■ **Instructions to follow**: Starting with the line that contains "Might you point out the green dome", write out each line through the end of the listing, unchanged. Output nothing else.

○ ○ ○ ○ ○

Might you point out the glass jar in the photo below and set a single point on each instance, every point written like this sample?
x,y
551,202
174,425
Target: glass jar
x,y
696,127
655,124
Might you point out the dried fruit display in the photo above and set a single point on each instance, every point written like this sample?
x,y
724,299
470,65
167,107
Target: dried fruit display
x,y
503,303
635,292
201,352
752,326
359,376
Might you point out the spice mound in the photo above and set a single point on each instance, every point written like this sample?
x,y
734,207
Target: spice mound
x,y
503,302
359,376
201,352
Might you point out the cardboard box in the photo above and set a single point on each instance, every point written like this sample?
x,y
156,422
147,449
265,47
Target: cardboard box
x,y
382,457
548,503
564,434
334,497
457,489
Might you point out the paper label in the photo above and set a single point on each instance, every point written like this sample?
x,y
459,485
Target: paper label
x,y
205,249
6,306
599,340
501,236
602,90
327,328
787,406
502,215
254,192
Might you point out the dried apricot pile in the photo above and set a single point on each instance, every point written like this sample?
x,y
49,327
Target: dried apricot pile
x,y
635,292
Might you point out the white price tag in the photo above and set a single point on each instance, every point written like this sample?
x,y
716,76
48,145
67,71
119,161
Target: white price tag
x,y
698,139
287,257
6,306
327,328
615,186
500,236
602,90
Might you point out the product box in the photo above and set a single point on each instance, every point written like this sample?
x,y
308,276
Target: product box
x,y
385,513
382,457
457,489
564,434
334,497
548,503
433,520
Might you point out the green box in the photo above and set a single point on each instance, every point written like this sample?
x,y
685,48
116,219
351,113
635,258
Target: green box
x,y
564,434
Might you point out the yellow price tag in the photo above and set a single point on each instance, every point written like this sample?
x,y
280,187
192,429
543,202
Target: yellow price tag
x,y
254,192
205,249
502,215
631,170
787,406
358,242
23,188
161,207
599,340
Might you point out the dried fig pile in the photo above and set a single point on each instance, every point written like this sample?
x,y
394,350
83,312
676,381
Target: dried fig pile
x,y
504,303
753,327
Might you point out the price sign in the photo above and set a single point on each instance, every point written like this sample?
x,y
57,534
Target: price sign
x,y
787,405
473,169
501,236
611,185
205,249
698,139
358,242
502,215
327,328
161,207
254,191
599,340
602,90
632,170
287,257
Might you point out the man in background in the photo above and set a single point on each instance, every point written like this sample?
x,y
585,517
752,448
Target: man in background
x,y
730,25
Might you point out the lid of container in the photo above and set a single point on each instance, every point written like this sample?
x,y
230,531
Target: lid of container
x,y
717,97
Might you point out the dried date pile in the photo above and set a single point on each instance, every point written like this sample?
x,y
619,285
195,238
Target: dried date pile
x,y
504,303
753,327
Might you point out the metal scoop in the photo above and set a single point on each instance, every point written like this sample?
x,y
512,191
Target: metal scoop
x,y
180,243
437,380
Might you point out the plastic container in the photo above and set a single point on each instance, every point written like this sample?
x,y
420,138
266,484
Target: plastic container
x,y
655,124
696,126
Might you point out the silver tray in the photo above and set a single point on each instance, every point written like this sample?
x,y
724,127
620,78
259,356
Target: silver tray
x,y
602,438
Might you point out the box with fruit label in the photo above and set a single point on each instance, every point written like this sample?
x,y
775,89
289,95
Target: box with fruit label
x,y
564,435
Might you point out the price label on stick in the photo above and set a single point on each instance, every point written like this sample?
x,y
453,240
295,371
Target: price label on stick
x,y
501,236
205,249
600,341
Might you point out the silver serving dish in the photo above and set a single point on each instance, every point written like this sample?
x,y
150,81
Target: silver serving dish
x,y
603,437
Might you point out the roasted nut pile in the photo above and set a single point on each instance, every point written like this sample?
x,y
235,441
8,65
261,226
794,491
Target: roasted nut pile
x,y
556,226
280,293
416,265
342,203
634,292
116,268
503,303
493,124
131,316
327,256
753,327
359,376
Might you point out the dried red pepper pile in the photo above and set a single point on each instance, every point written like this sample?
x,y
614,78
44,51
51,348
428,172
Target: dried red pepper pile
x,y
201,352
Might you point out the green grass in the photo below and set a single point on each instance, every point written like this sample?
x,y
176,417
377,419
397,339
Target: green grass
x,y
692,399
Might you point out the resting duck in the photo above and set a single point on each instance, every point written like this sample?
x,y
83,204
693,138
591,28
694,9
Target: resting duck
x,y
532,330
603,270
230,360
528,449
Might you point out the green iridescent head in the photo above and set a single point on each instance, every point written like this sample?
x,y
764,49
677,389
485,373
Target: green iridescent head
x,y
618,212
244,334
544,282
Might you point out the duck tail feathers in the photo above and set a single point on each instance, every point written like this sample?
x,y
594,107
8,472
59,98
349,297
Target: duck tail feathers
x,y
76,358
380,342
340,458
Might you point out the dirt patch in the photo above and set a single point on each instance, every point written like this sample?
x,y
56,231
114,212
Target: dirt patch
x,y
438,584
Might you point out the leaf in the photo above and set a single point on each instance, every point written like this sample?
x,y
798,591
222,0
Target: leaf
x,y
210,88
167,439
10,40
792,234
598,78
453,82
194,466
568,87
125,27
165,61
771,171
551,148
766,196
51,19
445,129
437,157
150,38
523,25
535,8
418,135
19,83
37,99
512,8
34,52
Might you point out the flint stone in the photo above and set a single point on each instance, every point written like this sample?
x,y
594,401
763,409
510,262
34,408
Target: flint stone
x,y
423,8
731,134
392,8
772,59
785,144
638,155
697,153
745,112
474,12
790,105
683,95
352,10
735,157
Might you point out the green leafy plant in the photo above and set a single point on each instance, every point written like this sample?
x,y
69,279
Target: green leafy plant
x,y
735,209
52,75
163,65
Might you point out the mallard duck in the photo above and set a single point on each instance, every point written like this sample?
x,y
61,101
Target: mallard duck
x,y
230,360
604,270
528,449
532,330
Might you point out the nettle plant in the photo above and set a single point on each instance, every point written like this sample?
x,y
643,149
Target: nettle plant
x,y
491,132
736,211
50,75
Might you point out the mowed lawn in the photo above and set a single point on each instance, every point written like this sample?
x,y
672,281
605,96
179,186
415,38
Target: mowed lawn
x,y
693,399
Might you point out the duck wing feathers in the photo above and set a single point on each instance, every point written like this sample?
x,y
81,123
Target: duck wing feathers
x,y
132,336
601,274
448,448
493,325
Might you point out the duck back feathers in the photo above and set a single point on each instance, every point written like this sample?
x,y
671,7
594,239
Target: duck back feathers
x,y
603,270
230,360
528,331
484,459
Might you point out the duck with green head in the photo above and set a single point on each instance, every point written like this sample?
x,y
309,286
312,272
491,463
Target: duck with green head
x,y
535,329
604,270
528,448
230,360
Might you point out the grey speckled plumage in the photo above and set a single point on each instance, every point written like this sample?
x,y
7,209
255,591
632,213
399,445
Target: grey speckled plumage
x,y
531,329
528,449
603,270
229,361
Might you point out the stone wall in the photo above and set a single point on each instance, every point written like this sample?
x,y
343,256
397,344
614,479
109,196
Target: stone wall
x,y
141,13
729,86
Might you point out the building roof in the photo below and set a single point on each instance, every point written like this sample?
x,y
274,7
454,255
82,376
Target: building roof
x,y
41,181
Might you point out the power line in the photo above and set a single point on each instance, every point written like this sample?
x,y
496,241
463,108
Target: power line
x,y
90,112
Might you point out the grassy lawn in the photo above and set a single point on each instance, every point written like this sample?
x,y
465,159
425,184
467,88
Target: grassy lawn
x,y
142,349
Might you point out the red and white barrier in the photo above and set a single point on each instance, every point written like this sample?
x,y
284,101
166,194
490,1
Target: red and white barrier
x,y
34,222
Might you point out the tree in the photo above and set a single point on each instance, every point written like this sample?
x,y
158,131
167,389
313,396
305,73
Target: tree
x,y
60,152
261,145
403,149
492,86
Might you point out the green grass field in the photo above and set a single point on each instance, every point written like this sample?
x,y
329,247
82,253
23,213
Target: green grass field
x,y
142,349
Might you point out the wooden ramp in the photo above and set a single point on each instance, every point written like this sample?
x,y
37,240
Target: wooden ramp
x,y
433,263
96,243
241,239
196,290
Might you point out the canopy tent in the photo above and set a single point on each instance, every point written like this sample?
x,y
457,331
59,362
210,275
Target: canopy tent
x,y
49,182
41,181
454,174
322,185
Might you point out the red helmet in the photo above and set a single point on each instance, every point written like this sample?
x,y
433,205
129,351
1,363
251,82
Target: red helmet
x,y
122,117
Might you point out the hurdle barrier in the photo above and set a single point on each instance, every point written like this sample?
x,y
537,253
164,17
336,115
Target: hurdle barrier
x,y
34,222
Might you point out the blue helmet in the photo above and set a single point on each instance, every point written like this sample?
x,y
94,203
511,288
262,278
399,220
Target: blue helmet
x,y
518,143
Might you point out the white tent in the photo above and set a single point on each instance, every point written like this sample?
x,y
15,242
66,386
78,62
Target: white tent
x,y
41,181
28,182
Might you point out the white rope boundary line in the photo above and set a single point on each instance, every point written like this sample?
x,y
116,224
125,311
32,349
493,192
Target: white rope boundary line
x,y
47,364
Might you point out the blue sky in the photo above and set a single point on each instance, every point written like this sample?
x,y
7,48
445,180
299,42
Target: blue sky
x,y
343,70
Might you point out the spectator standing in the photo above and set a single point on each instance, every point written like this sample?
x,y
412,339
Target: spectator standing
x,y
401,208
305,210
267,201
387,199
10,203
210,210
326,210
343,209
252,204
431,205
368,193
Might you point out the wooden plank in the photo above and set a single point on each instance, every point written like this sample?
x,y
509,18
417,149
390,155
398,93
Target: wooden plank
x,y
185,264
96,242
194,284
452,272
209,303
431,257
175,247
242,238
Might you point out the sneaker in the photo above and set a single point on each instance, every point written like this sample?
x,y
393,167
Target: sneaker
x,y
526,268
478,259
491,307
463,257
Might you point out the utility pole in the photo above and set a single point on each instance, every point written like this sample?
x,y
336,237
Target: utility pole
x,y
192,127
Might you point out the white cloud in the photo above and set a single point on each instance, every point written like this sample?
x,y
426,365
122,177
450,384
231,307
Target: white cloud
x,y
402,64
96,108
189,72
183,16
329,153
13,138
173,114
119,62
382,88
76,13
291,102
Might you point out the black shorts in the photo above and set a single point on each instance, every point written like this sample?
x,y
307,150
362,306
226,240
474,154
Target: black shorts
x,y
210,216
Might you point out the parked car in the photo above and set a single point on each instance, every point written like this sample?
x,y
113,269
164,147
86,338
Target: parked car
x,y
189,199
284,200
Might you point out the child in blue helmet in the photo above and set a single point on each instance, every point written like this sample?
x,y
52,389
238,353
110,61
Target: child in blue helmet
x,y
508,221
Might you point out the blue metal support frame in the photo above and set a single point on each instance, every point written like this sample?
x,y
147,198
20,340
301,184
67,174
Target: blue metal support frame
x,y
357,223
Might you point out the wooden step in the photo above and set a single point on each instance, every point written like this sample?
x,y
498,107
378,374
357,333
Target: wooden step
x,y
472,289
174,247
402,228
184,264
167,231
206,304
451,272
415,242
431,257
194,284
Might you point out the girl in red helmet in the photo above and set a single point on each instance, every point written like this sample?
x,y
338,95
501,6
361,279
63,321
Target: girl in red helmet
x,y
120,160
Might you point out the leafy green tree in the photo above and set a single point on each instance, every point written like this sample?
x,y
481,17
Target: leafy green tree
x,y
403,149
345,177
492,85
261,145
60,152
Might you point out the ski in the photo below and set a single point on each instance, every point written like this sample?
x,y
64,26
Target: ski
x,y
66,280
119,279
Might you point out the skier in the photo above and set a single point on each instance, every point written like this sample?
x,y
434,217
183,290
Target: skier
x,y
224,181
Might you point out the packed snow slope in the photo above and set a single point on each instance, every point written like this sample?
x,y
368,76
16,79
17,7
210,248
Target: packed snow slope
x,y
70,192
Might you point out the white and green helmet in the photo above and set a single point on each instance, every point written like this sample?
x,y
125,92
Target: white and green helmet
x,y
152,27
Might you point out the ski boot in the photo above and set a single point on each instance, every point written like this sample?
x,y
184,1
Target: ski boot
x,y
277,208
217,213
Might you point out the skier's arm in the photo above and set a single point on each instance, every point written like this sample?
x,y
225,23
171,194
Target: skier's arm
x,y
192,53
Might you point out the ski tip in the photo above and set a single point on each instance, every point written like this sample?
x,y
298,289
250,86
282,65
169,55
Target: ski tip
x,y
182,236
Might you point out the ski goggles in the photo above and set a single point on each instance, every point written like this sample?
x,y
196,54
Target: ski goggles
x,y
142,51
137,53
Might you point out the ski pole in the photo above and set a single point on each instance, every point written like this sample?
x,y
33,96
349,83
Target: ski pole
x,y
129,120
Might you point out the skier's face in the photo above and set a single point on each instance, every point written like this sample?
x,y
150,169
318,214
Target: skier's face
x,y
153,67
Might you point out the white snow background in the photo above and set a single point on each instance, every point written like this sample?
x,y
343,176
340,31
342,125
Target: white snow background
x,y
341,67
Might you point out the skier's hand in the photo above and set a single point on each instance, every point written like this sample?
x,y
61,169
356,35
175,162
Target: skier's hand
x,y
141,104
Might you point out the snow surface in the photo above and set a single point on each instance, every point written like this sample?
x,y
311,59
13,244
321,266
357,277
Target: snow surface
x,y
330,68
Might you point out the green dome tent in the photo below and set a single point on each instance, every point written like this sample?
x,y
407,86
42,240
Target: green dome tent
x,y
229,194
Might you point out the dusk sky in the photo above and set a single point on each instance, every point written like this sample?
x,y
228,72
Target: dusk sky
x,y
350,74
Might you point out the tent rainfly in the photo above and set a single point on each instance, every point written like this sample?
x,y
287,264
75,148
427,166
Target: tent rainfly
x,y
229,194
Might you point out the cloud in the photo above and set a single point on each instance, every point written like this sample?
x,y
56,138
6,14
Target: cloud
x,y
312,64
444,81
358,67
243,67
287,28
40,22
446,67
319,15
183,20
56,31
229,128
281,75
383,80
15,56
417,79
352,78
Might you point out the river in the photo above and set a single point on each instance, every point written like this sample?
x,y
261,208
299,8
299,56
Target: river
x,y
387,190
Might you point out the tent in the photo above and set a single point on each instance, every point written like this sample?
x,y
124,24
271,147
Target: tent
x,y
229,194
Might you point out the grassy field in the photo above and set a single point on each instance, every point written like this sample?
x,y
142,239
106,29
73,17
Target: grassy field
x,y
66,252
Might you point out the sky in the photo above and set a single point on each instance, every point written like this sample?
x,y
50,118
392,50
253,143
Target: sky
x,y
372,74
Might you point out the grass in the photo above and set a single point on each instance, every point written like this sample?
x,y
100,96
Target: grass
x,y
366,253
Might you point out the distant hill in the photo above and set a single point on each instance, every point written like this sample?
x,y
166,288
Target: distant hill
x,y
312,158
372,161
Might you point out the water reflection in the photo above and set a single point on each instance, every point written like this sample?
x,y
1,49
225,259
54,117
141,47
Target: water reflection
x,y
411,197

○ ○ ○ ○ ○

■ **Output for this exercise**:
Might you point out the green dome tent in the photo below and set a single point on each instance, every point written like this sample?
x,y
407,86
42,240
Target: green dome tent
x,y
229,194
Might you point out the dusk sky in the photo above and set a single point on each instance, every point written like this sample?
x,y
228,72
Target: dusk sky
x,y
350,74
Might you point out the tent rainfly in the photo above and set a single point on each instance, every point written like this sample?
x,y
287,264
75,148
427,166
Target: tent rainfly
x,y
229,194
Might you point out the cloud in the photo above and set a single point on each instance, every point written like this sample?
x,y
56,138
6,14
Target: cloud
x,y
312,64
444,81
358,67
243,67
287,28
40,22
446,67
319,15
183,20
56,31
229,128
281,75
383,80
15,56
417,79
352,78
Might you point out the river in the photo above and set a single point on each instance, every point written like this sample?
x,y
261,208
299,8
299,56
Target: river
x,y
387,190
Might you point out the tent in the photo above and set a single point on each instance, every point written like this sample?
x,y
124,24
271,147
Target: tent
x,y
229,194
Might you point out the grassy field in the photo above and set a single point on each instance, every point written like this sample?
x,y
142,239
106,29
73,17
Target: grassy field
x,y
66,252
Might you point out the sky in the photo above and set a single point on each instance, every point written like this sample?
x,y
50,118
392,50
253,143
Target: sky
x,y
372,74
Might you point out the grass in the photo above and set a single point on each instance, every point written like this sample?
x,y
100,96
Target: grass
x,y
366,253
Might you point out the distant hill in the photo above and set a single point on each instance, every point written like this sample?
x,y
166,288
Target: distant hill
x,y
312,158
372,161
Might you point out the water reflection in the photo above and set a single point on each instance, every point written like this sample?
x,y
1,49
225,259
54,117
141,47
Target: water reflection
x,y
411,197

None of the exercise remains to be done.